Arbeitsauftrag: Schreibe den Abschnitt des Textes über die Salamitaktik beim Schreiben, der mit den Worten „veröffentlicht am 9.“ beginnt und mit „den Schreibflow versagt.“ endet, noch einmal ab. Benenne dabei „Mythos“ in „Irrglauben“ um.

Textauszug:
-- -- --

Schluss mit dem Mythos vom perfekten Erstentwurf: Es lebe die Salamitaktik!

veröffentlicht am 9. Februar 2012, abgelegt unter Schreiben, Schreibprozess

Wenn Sie sich mal wieder blockiert beim Schreiben fühlen, könnte es daran liegen, dass Sie zu viel auf einmal wollen.

Schreiben bedeutet: brillante Ideen schlüssig strukturiert, stilistisch perfekt, verständlich und maximal leserwirksam sowie grammatikalisch-orthographisch korrekt zu Papier zu bringen – das alles auf einmal und ohne Hilfe! Soweit zum Mythos, der leider immer noch tief in unserem Denken wurzelt und uns regelmäßig den Schreibflow versagt.

Schreiben ist, natürlich auch abhängig von der Textsorte, ein äußerst komplexer Prozess, der die unterschiedlichsten Anforderungen an unser Gehirn stellt – kreativ sein, logisch strukturieren, korrekt schreiben, die Leser im Blick haben und und und. Wer diese Anforderungen alle gleichzeitig erfüllen möchte, darf sich über Schreibprobleme und -hemmungen nicht wundern. Fakt ist: Dass jemand einen längeren Text auf Anhieb druckreif schreibt, kommt sehr selten vor. Machen wir es uns deshalb leicht und gehen, so wie wir das bei allen anderen Projekten längst auch tun, in kleinen Schritten, also scheibchenweise vor. Die Salami im Ganzen zu essen, macht Bauchschmerzen, genau wie der Versuch, den perfekten Text auf Anhieb zu fabrizieren. In Scheibchen wird beides leichter verdaulich.

-- -- --

Objektbeschreibungen in Freitext
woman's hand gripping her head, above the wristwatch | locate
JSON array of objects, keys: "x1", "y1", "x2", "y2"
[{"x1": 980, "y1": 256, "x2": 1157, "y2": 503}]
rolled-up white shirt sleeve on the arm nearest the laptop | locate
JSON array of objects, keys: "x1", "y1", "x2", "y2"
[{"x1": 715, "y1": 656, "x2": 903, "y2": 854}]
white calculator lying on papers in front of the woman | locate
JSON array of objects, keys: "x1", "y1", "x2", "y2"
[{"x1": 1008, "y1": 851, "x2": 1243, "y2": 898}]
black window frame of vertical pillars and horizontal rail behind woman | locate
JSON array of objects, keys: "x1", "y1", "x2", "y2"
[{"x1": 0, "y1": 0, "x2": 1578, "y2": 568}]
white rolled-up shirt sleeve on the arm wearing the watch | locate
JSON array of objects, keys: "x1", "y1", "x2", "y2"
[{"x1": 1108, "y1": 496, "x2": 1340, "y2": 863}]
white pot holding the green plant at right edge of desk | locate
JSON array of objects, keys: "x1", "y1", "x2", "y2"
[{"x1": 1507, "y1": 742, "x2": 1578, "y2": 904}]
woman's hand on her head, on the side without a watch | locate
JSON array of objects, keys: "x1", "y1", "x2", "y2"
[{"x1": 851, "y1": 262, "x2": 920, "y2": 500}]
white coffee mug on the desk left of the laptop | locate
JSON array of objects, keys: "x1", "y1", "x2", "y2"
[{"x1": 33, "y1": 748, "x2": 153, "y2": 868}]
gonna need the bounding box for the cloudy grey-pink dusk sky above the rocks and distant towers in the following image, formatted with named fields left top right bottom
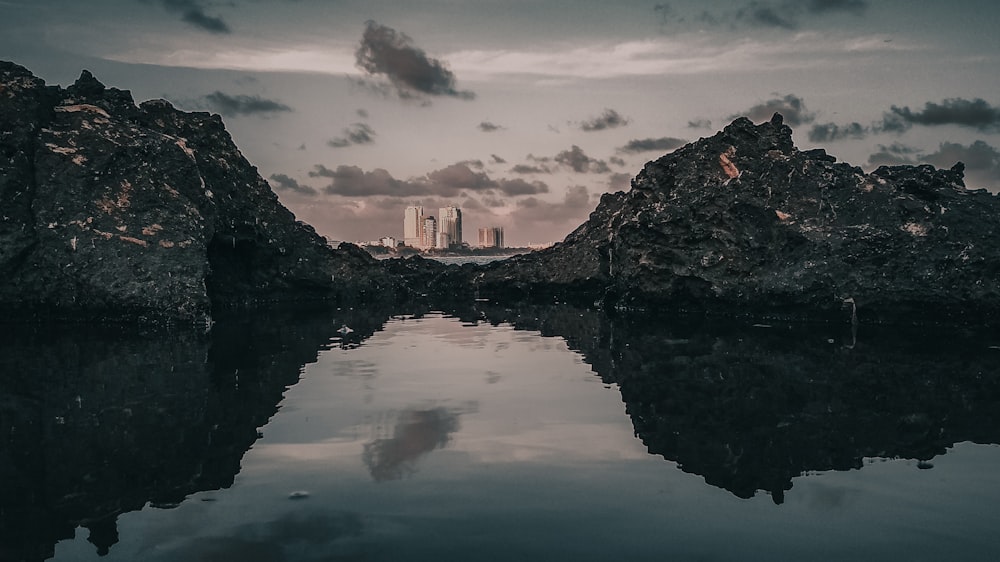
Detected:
left=0, top=0, right=1000, bottom=246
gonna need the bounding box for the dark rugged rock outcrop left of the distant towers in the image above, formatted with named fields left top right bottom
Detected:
left=0, top=62, right=386, bottom=321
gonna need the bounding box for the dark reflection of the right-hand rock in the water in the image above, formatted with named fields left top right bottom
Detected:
left=459, top=306, right=1000, bottom=503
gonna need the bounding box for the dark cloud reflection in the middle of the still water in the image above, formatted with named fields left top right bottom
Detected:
left=362, top=408, right=459, bottom=482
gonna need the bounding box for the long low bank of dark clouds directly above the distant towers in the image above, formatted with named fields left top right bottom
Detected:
left=309, top=161, right=549, bottom=197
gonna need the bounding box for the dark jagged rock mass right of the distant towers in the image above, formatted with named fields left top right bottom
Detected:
left=475, top=114, right=1000, bottom=324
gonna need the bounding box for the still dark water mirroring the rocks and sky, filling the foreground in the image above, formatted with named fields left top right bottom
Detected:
left=0, top=305, right=1000, bottom=562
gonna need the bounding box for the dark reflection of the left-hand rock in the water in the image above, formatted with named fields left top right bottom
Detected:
left=0, top=307, right=388, bottom=560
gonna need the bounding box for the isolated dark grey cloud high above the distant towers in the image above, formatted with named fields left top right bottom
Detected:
left=355, top=20, right=475, bottom=100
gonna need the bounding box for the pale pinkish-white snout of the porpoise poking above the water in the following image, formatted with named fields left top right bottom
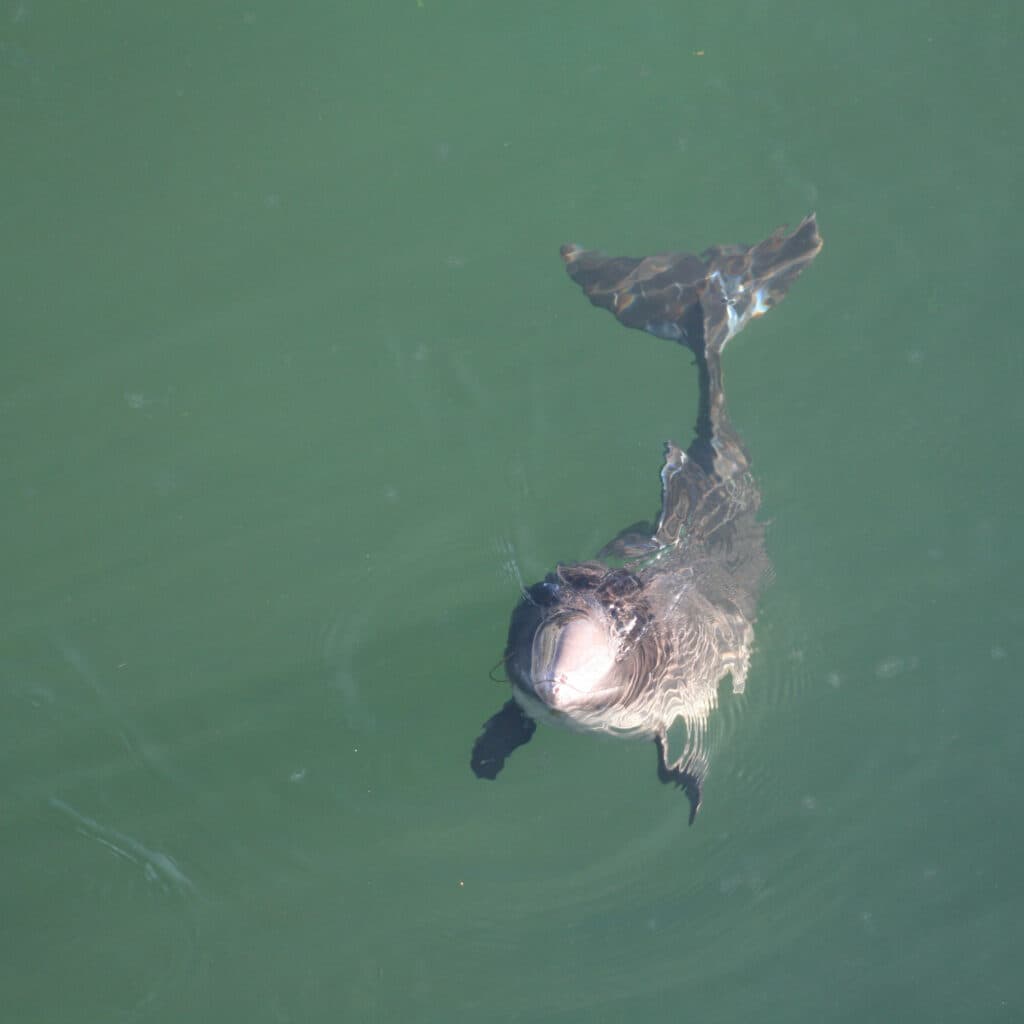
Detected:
left=529, top=611, right=615, bottom=711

-- -- --

Schriftliche Antwort:
veröffentlicht am 9. Februar 2012, abgelegt unter Schreiben, Schreibprozess

Wenn Sie sich mal wieder blockiert beim Schreiben fühlen, könnte es daran liegen, dass Sie zu viel auf einmal wollen.

Schreiben bedeutet: brillante Ideen schlüssig strukturiert, stilistisch perfekt, verständlich und maximal leserwirksam sowie grammatikalisch-orthographisch korrekt zu Papier zu bringen – das alles auf einmal und ohne Hilfe! Soweit zum Irrglauben, der leider immer noch tief in unserem Denken wurzelt und uns regelmäßig den Schreibflow versagt.